**** Exercise material ****
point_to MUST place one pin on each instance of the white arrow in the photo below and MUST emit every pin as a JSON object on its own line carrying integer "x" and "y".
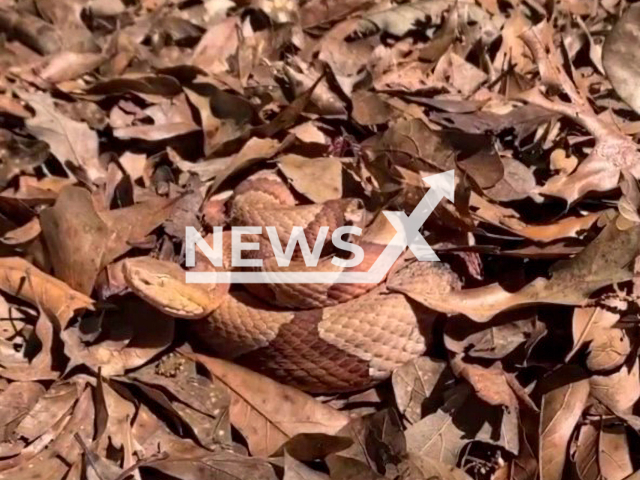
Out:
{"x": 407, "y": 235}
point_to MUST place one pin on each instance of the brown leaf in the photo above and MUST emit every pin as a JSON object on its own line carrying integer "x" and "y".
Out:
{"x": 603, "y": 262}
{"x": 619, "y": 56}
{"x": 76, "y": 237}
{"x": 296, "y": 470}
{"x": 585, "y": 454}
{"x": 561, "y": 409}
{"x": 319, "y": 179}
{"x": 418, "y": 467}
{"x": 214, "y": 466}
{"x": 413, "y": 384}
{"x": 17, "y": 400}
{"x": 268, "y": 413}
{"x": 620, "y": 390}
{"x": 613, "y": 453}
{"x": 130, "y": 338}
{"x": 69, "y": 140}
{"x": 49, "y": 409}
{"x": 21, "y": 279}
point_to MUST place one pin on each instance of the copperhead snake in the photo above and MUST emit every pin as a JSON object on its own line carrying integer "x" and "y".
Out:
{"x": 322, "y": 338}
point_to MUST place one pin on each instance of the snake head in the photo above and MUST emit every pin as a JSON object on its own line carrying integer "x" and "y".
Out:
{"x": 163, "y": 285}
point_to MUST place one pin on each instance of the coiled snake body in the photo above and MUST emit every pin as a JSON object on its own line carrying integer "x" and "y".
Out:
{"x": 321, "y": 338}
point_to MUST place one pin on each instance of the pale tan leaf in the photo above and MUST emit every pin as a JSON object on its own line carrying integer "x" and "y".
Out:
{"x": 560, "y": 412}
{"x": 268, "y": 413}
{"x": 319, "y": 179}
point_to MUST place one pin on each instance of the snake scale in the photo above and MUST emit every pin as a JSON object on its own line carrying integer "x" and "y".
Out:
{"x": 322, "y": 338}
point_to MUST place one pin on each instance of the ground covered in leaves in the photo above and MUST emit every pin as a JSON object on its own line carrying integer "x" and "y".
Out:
****
• [Set problem]
Copy out all of the records above verbatim, leaving out the pictures.

• [Solution for this task]
point_to MUST place one pin on each instance of the white arrow in the photo below and MUST emit every pin as a JSON object on its own line carrying integer "x" and "y".
Out:
{"x": 407, "y": 235}
point_to MUST place one pin on each instance of the brown leaf in the photo above and MUST emit every pin as a JSON object on its own line carrying integer "x" and "y".
Out:
{"x": 603, "y": 262}
{"x": 619, "y": 56}
{"x": 76, "y": 237}
{"x": 296, "y": 470}
{"x": 585, "y": 454}
{"x": 561, "y": 409}
{"x": 319, "y": 179}
{"x": 418, "y": 467}
{"x": 214, "y": 466}
{"x": 413, "y": 384}
{"x": 17, "y": 400}
{"x": 268, "y": 413}
{"x": 620, "y": 390}
{"x": 613, "y": 453}
{"x": 130, "y": 338}
{"x": 69, "y": 140}
{"x": 49, "y": 409}
{"x": 21, "y": 279}
point_to MUST place one pin on each instance of the copperhead snake in the photo above and MUST emit every pin as a JSON object on its own line carrying integer "x" and "y".
Out:
{"x": 322, "y": 338}
point_to MUST place one pin on each instance of the snake head in the photo above and MUST emit every pin as a JSON object on its own line carrying integer "x" and "y".
Out:
{"x": 163, "y": 285}
point_to MUST place one pin on each instance of the coiled snake body in the photo above and MUST emit every pin as a JSON object on its own line carrying integer "x" and "y".
Out:
{"x": 321, "y": 338}
point_to MUST place one pin on each instance of the pale tan leaf in the photo above and MUST emit every pin as a JSON object on its own line carrying integer "x" and "y".
Out:
{"x": 560, "y": 412}
{"x": 268, "y": 413}
{"x": 319, "y": 179}
point_to MUST place one pin on each instance of the snake scale in the photo above and MUST emit every pin as a JSON object on its own line carrying integer "x" and "y".
Out:
{"x": 322, "y": 338}
point_to MUST place one pin on each instance of the ground covered in leaves in the photo above and MUST emit every pin as a JSON object on its own line carrying integer "x" and "y".
Out:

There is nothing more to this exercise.